- **TASK STATEMENT**: Starting at the line that has "Pin the tracks" and going to the end of the records, rewrite those lines with "pole" swapped for "post" and nothing else changed.

————

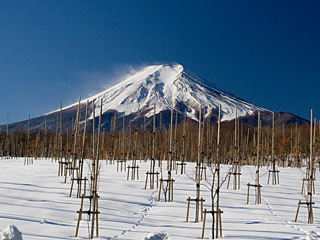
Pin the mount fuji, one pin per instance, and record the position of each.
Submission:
(163, 86)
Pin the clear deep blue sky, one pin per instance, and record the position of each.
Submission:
(267, 52)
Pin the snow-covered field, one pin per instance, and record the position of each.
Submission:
(37, 202)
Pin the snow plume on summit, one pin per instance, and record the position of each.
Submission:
(167, 85)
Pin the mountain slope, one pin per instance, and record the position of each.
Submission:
(161, 85)
(165, 85)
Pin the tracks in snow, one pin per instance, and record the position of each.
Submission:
(309, 235)
(144, 213)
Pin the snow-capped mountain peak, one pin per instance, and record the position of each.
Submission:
(167, 85)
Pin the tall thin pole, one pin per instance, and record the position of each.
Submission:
(218, 172)
(258, 159)
(311, 178)
(198, 170)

————

- **EXERCISE RESULT**:
Pin the tracks in snow, one pin per instance, and record the position of each.
Submission:
(309, 235)
(144, 213)
Pin the snow-capped mountain peak, one pin per instance, and record the position of each.
Submission:
(167, 85)
Pin the tall thin post, one pin per instance, and record the position of each.
Submission:
(218, 172)
(258, 159)
(311, 178)
(198, 170)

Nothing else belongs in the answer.